### WHAT IS NEEDED
Below are records; output exactly the lines from the one with "Where the rings" through their final line.

# # # # # # #

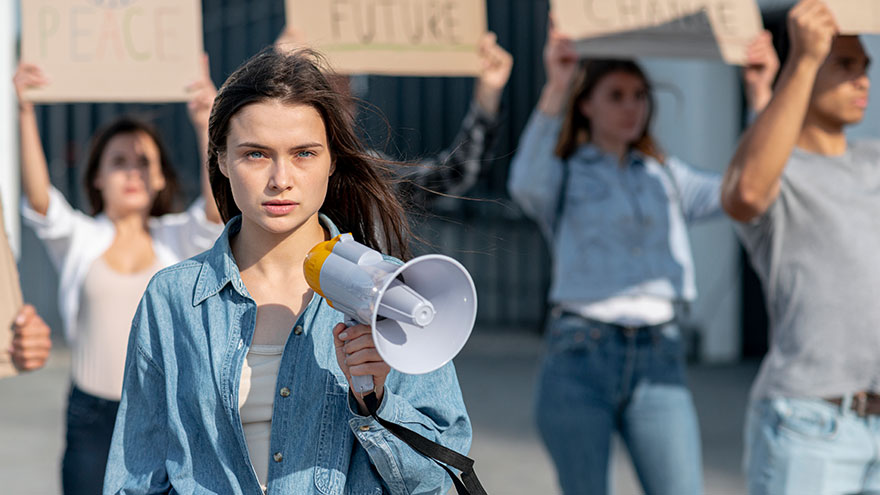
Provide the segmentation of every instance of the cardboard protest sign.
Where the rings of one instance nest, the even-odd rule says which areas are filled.
[[[200,0],[22,0],[21,56],[39,102],[183,101],[199,78]]]
[[[843,34],[880,34],[880,1],[826,0]]]
[[[21,310],[21,287],[15,257],[6,237],[3,204],[0,203],[0,378],[16,374],[12,357],[6,351],[12,343],[12,322]]]
[[[557,29],[598,57],[720,58],[746,61],[761,33],[755,0],[551,0]]]
[[[485,0],[286,0],[287,25],[344,74],[477,75]]]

# # # # # # #

### YOUR SOLUTION
Where the rings of one instance nest, the even-odd rule says which areas are filled.
[[[200,0],[22,0],[21,56],[39,102],[183,101],[199,78]]]
[[[843,34],[880,34],[880,1],[826,0]]]
[[[21,310],[21,287],[15,257],[6,237],[3,204],[0,203],[0,378],[16,374],[12,357],[6,351],[12,343],[12,322]]]
[[[557,29],[598,57],[720,58],[746,61],[761,33],[755,0],[551,0]]]
[[[485,0],[286,0],[287,25],[344,74],[477,75]]]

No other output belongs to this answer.